| PASSAGE TO READ |
● ● ●

Gordon And The Bayonet Charge At Antietam


In the opening chapter of General John B. Gordon's interesting

"Reminiscences of the Civil War" he tells us that the bayonet, so far as

he knew, was very rarely used in that war, and never effectively. The

bayonet, the lineal descendant of the lance and spear of far-past

warfare, had done remarkable service in its day, but with the advent of

the modern rifle its day ended, except as a weapon useful in repelling

cavalry
charges or defending hollow squares. Fearful as their glittering

and bristling points appeared when levelled in front of a charging line,

bayonets were rarely reddened with the blood of an enemy in the Civil

War, and the soldiers of that desperate conflict found them more useful

as tools in the rapid throwing up of light earthworks than as weapons

for use against their foes.



Later in his work Gordon gives a case in point, in his vivid description

of a bayonet charge upon the line under his command on the bloody field

of Antietam. This is well worth repeating as an illustration of the

modern ineffectiveness of the bayonet, and also as a story of thrilling

interest in itself. As related by Gordon, there are few incidents in

the war which surpass it in picturesqueness and vitality.



The battle of Antietam was a struggle unsurpassed for its desperate and

deadly fierceness in the whole war, the losses, in comparison with the

numbers engaged, being the greatest of any battle-field of the conflict.

The plain in which it was fought was literally bathed in blood.



It is not our purpose to describe this battle, but simply that portion

of it in which General Gordon's troops were engaged. For hour after hour

a desperate struggle continued on the left of Lee's lines, in which

charge and counter-charge succeeded each other, until the green corn

which had waved there looked as if had been showered upon by a rain of

blood. But during those hours of death not a shot had been fired upon

the centre. Here General Gordon's men held the most advanced position,

and were without a supporting line, their post being one of imminent

danger in case of an assault in force.



As the day passed onward the battle on the left at length lulled, both

sides glad of an interval of rest. That McClellan's next attempt would

be made upon the centre General Lee felt confident, and he rode thither

to caution the leaders and bid them to hold their ground at any

sacrifice. A break at that point, he told them, might prove ruinous to

the army. He especially charged Gordon to stand stiffly with his men, as

his small force would feel the first brunt of the expected assault.

Gordon, alike to give hope to Lee and to inspire his own men, said in

reply,--



"These men are going to stay here, general, till the sun goes down or

victory is won."

● ● ●

| DATA ROWS |
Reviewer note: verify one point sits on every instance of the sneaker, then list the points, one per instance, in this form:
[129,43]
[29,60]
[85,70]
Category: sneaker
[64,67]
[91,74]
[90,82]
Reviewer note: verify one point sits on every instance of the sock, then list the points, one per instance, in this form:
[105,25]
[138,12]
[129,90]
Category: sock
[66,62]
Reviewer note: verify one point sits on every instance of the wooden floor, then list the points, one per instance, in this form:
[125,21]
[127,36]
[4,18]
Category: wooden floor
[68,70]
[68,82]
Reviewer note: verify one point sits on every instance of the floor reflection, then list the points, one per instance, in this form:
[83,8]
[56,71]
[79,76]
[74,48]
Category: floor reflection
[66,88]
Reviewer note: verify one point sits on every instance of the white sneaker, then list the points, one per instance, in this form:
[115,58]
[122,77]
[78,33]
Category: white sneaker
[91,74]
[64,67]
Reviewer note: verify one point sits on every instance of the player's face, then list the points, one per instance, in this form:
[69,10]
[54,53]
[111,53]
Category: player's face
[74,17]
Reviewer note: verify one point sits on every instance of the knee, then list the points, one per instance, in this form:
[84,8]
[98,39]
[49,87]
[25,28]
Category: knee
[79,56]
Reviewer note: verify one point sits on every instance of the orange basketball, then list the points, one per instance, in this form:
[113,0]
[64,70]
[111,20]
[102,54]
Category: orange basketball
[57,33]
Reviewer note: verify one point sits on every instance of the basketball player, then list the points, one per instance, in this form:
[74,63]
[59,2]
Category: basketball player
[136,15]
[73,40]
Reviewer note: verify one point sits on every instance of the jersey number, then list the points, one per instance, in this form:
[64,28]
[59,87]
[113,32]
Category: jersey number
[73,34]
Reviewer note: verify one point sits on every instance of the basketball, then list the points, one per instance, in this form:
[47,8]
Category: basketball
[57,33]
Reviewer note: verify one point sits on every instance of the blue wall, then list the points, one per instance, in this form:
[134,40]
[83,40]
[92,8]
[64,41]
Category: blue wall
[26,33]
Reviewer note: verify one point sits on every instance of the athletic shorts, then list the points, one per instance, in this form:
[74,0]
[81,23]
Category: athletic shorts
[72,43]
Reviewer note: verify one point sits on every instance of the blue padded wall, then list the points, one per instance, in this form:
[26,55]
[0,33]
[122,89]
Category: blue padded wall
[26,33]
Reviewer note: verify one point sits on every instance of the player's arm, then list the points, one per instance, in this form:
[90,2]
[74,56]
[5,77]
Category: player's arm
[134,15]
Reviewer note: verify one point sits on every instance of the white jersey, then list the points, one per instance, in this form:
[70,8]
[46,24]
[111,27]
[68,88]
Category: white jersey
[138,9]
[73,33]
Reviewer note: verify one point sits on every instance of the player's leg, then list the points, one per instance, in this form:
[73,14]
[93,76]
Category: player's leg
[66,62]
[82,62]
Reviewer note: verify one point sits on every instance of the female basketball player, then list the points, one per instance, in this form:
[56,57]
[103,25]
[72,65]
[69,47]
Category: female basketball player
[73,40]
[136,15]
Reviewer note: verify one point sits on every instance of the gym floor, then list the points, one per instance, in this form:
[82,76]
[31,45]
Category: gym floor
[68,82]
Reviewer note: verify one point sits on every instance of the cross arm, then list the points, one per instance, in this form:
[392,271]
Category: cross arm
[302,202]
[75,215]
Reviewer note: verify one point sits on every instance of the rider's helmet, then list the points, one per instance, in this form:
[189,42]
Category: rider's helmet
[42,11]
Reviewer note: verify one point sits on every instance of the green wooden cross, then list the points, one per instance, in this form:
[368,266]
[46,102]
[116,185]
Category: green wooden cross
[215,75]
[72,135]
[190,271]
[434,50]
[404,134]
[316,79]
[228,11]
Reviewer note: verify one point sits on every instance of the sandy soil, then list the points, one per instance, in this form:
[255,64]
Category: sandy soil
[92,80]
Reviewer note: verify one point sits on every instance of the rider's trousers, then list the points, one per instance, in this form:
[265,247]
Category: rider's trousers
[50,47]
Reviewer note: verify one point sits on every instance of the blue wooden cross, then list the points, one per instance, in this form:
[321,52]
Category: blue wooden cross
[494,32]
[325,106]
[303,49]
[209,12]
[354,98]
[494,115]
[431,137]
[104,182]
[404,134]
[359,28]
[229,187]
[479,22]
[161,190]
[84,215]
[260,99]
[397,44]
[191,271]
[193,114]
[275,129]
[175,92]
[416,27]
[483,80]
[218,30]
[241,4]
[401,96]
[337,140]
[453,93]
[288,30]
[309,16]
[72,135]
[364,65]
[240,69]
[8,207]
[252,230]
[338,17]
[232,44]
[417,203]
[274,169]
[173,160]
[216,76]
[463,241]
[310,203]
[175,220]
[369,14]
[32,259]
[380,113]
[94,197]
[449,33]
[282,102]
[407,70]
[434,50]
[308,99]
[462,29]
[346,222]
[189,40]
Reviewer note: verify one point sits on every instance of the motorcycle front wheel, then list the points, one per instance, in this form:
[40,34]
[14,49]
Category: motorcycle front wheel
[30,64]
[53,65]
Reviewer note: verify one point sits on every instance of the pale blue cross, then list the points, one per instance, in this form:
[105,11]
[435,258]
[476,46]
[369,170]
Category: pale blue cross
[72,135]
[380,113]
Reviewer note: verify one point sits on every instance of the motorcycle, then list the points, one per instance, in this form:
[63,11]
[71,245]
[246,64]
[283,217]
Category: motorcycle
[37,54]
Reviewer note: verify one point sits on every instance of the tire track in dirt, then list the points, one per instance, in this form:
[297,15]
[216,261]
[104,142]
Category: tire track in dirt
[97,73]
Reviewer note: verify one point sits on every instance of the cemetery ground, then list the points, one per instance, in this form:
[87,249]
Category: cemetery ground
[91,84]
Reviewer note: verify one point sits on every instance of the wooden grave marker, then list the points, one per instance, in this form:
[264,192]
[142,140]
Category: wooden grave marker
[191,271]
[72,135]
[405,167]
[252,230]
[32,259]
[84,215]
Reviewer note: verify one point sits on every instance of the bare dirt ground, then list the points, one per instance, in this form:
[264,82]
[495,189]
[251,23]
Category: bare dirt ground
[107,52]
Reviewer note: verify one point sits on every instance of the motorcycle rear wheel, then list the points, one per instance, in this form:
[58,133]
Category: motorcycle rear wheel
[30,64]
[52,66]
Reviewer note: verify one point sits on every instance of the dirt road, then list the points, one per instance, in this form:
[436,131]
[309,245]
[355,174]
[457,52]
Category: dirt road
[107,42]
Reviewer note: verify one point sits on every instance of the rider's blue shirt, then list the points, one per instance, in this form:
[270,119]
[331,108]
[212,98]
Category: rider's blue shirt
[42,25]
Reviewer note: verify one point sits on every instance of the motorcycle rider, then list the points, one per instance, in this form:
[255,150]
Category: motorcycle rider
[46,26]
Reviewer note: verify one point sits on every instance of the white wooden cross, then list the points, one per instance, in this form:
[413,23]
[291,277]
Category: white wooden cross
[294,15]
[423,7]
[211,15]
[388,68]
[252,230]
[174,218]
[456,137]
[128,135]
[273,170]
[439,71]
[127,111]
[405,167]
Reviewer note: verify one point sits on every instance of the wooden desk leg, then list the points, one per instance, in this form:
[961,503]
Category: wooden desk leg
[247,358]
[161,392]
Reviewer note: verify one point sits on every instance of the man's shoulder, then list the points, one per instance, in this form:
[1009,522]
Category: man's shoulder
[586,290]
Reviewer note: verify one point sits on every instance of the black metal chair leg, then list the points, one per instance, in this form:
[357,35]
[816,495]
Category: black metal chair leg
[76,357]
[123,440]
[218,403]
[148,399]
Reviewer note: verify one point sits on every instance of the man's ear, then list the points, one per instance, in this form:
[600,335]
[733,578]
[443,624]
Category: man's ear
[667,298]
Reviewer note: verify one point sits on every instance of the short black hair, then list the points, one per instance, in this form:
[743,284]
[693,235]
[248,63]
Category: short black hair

● ● ●

| TASK INSTRUCTIONS |
A. List every person named in the Antietam passage.
B. How many lines in the entries contain the word "shorts"? Give only the number.

| FULL ANSWERS |
A. John B. Gordon, Lee, McClellan

B. 2